* [Supplied data]
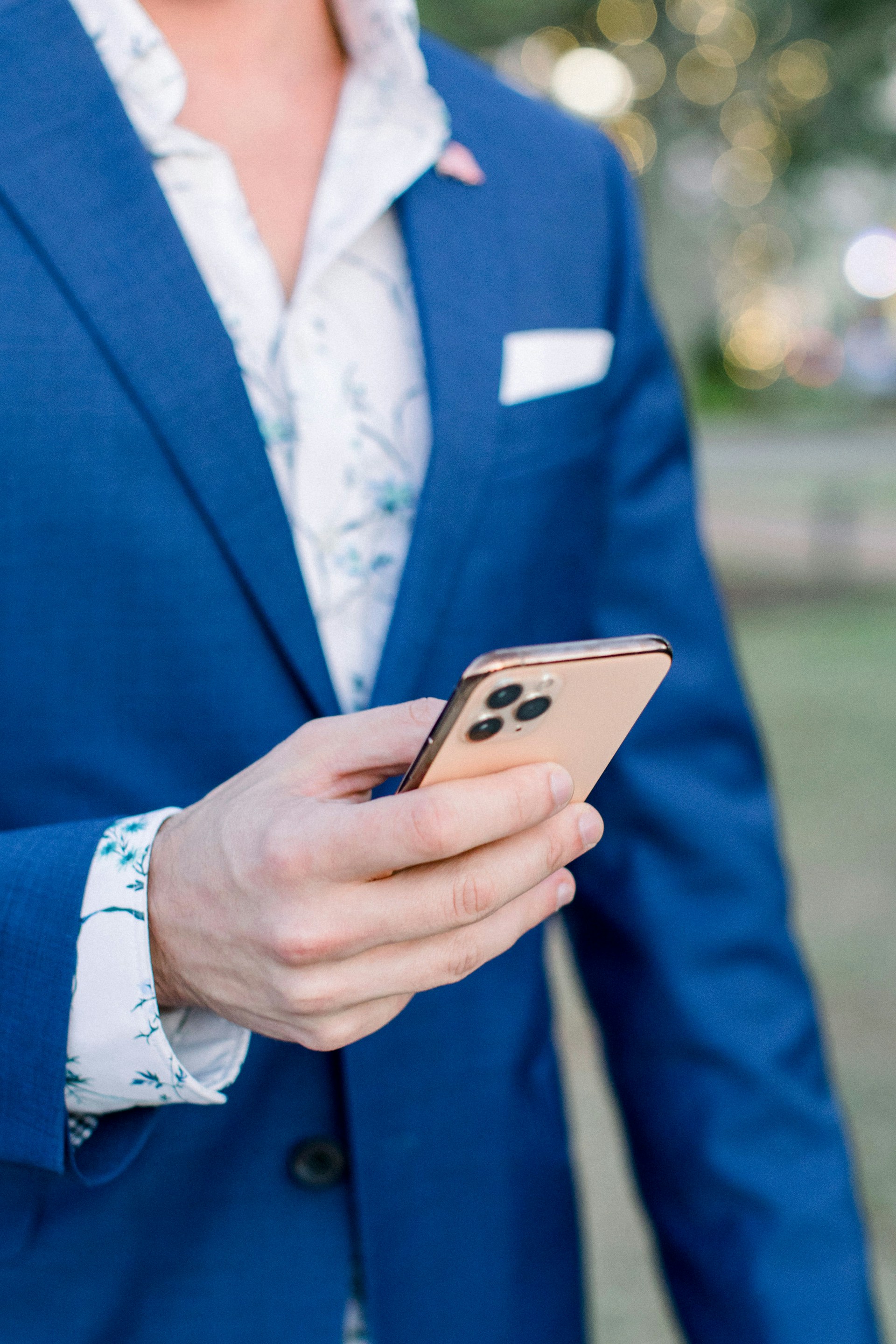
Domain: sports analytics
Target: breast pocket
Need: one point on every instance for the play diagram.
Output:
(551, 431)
* * *
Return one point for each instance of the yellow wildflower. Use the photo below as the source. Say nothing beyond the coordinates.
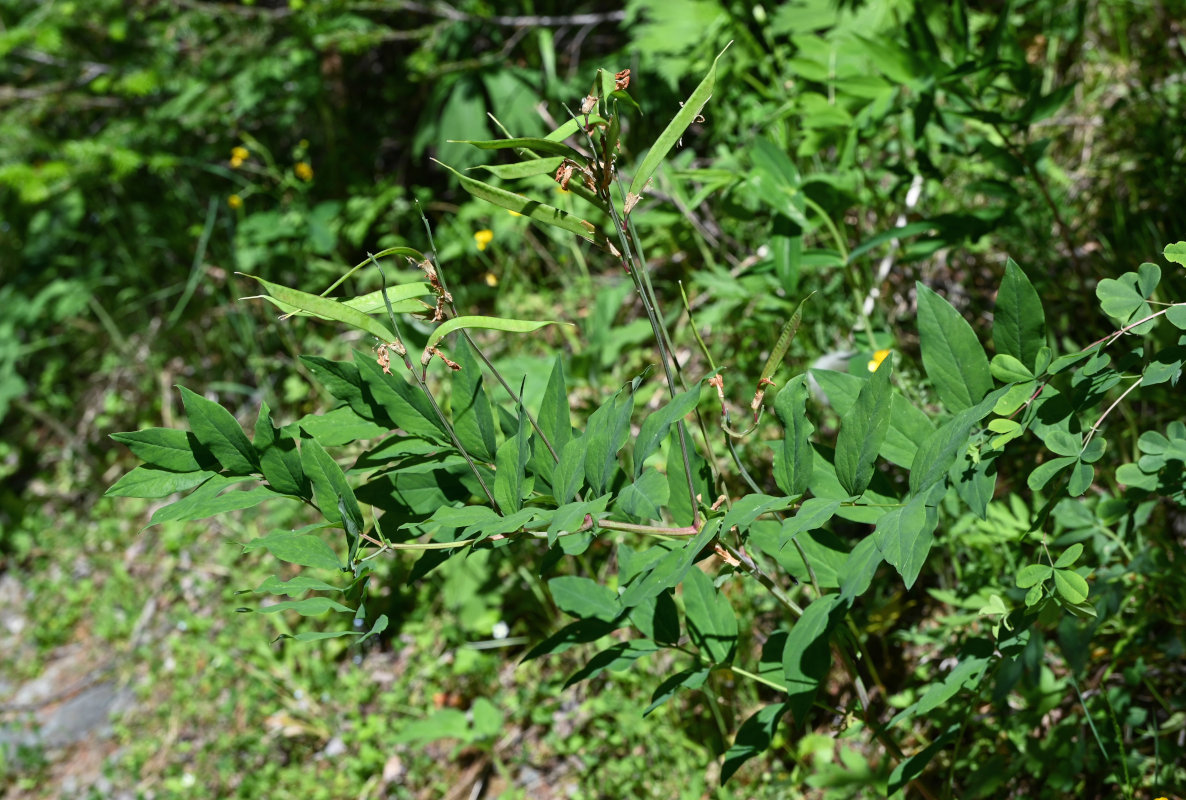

* [Work task]
Each line of the listing that includes the word "point" should be copied out.

* [Task output]
Need: one point on every instance for the play diagram.
Return one point for each instance of the yellow wildflower. Use the photo below as the source. Say nothing beyond the coordinates.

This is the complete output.